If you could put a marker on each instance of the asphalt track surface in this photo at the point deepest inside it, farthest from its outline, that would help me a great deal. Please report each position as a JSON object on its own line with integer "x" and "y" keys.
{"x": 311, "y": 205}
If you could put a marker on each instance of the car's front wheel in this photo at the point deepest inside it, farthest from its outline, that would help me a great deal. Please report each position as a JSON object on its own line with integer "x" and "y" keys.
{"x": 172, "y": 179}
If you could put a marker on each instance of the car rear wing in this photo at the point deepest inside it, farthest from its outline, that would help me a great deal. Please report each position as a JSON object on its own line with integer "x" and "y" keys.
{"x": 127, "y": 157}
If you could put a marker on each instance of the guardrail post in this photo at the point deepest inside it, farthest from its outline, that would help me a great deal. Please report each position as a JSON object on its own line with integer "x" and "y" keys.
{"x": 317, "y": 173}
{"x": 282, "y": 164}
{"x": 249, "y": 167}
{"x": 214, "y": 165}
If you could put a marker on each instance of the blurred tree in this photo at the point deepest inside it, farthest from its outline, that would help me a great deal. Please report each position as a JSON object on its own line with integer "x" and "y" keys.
■ ■ ■ ■ ■ ■ ■
> [To do]:
Copy out exactly the lines between the line with "of the car's" and the last line of the entries, counting both of those lines.

> [Exercise solution]:
If you could put a marker on each instance of the car's front wheel in this photo at the point deepest inside it, farthest from its outline, that would help me a great deal. Please report each position as a JSON object on its own line with integer "x" and "y" keys.
{"x": 172, "y": 179}
If you could put a marker on each instance of the car rear wing in this photo at the point deepest inside it, farthest from its outline, that would help me a great deal. Please report each position as a JSON object on its own line with integer "x" and "y" keys.
{"x": 127, "y": 157}
If you could put a marker on each instance of the guardrail post in this photo at the point deepest inside it, farthest from its outline, that would help me a great deal. Please report each position as a JSON object on its own line with integer "x" and "y" keys.
{"x": 317, "y": 173}
{"x": 282, "y": 164}
{"x": 249, "y": 167}
{"x": 214, "y": 165}
If you could put a marker on each instance of the blurred tree in this photo at the point deepest inside it, farthest from its outline, that would help me a great deal. Please report each position as a JSON object on its own line with integer "x" and "y" keys.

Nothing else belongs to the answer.